Can you reproduce, word for word, the excerpt below about diffusion models outgrowing GPU memory?
### EXCERPT ###
By LightX2V and Mooncake
Diffusion models for image and video generation—such as Wan and Qwen Image—have been surging in capability, but their adoption in production is often blocked by a simple reality: the models don't fit. A single Qwen-Image-2512 pipeline demands ~58 GB of GPU memory in BF16, overflowing even an A100-40GB. On consumer GPUs like the RTX 4090 (24 GB), a common workaround is CPU offloading, but offloading also introduces significant additional inference latency.
### INFORMATION PROVIDED ###
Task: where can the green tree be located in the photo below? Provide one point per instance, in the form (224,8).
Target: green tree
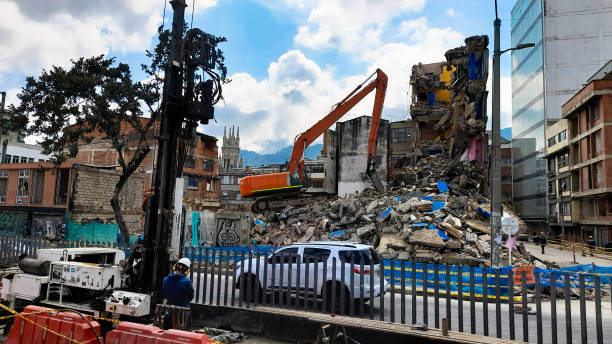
(97,98)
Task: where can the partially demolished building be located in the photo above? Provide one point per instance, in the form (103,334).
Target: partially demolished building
(449,102)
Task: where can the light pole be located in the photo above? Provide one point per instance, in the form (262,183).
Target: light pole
(496,208)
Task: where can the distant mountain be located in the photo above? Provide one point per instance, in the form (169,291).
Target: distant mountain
(250,158)
(506,133)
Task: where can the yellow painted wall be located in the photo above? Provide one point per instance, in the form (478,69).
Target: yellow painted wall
(445,77)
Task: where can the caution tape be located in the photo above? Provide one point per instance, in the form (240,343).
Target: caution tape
(20,315)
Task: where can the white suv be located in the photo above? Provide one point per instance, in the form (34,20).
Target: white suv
(301,258)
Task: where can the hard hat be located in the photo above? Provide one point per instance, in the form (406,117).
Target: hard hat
(185,261)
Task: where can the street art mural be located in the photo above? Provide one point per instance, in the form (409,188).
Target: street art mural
(227,234)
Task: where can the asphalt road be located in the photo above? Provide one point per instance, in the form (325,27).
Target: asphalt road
(395,313)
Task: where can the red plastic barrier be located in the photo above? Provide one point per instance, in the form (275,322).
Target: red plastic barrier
(38,330)
(132,333)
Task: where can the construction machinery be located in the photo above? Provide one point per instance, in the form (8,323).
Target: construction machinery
(276,190)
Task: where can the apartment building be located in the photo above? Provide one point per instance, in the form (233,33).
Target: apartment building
(559,198)
(589,116)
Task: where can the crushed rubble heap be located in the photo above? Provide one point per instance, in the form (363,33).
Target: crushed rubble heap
(435,214)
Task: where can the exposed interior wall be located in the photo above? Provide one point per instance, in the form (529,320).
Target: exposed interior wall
(92,190)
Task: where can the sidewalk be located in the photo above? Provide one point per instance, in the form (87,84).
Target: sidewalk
(565,258)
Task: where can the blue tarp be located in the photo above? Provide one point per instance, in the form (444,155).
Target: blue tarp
(437,205)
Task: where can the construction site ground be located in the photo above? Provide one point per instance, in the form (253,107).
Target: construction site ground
(565,258)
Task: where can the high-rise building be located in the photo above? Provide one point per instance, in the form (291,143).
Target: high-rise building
(572,40)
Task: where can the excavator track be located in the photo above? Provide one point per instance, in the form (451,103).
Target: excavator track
(280,201)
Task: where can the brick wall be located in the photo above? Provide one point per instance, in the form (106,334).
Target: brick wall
(92,190)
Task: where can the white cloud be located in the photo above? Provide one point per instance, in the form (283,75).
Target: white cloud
(452,13)
(38,34)
(297,92)
(349,25)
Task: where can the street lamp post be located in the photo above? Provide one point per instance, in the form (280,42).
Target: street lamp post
(495,174)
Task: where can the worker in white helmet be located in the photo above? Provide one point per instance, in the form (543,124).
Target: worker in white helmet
(178,288)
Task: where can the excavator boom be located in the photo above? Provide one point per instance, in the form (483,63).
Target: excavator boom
(276,183)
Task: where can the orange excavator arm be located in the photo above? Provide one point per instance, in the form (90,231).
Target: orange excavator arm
(306,138)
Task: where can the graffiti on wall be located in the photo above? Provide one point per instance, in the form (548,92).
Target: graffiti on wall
(227,234)
(50,227)
(13,223)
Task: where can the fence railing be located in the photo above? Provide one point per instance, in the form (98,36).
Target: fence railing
(547,306)
(580,247)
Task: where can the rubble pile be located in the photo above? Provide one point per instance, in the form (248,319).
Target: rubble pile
(435,213)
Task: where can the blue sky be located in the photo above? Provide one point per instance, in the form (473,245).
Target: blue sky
(290,60)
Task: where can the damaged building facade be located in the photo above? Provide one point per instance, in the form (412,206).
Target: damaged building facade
(448,107)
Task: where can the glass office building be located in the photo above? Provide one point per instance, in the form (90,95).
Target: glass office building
(528,119)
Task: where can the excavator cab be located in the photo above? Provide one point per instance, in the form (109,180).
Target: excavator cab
(277,185)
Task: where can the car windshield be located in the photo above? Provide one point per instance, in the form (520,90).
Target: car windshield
(355,256)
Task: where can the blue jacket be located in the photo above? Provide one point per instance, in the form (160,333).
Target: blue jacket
(178,290)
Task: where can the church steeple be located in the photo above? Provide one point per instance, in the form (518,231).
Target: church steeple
(230,156)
###
■ SOLUTION:
By LightX2V and Mooncake
Diffusion models for image and video generation—such as Wan and Qwen Image—have been surging in capability, but their adoption in production is often blocked by a simple reality: the models don't fit. A single Qwen-Image-2512 pipeline demands ~58 GB of GPU memory in BF16, overflowing even an A100-40GB. On consumer GPUs like the RTX 4090 (24 GB), a common workaround is CPU offloading, but offloading also introduces significant additional inference latency.